──────── Entries shown ────────

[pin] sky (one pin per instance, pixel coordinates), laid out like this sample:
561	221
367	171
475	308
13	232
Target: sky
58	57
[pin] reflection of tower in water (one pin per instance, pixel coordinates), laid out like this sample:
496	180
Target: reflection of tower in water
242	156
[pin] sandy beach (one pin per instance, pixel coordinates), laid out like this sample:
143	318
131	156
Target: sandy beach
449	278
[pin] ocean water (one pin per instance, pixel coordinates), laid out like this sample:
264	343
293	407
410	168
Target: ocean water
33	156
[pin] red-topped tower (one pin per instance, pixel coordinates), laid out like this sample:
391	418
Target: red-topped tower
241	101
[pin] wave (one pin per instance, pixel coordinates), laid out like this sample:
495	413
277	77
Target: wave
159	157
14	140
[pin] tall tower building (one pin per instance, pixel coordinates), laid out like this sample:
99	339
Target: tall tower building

────────

Given problem: Arrange all the lines of the data above as a Markdown table with the columns Row and Line, numbering each row and leaving out blank lines.

Exercise answer:
| Row | Line |
|---|---|
| 1 | [pin] sky (one pin per instance, pixel coordinates), laid out like this sample: |
| 2 | 561	221 |
| 3 | 367	171 |
| 4 | 475	308 |
| 5 | 13	232 |
| 6 | Target: sky |
| 7 | 58	57 |
| 8 | [pin] reflection of tower in water (one pin per instance, pixel coordinates), laid out like this sample: |
| 9 | 496	180 |
| 10 | Target: reflection of tower in water |
| 11 | 242	156 |
| 12 | [pin] sandy beach (one pin per instance, pixel coordinates), laid out like this sample: |
| 13 | 143	318 |
| 14 | 131	156 |
| 15 | Target: sandy beach |
| 16 | 449	278 |
| 17 | [pin] ocean water (one pin per instance, pixel coordinates), laid out like this sample: |
| 18 | 264	343 |
| 19 | 293	407 |
| 20 | 410	168 |
| 21 | Target: ocean water |
| 22 | 33	156 |
| 23 | [pin] red-topped tower (one pin per instance, pixel coordinates), laid out like this sample: |
| 24 | 391	418 |
| 25 | Target: red-topped tower |
| 26 | 241	101 |
| 27 | [pin] wave (one pin per instance, pixel coordinates), laid out like this sample: |
| 28 | 495	413 |
| 29 | 277	77 |
| 30 | Target: wave |
| 31 | 159	157 |
| 32 | 14	140 |
| 33 | [pin] tall tower building (one pin per instance, pixel coordinates), laid out like this sample: |
| 34 | 99	339 |
| 35 | Target: tall tower building |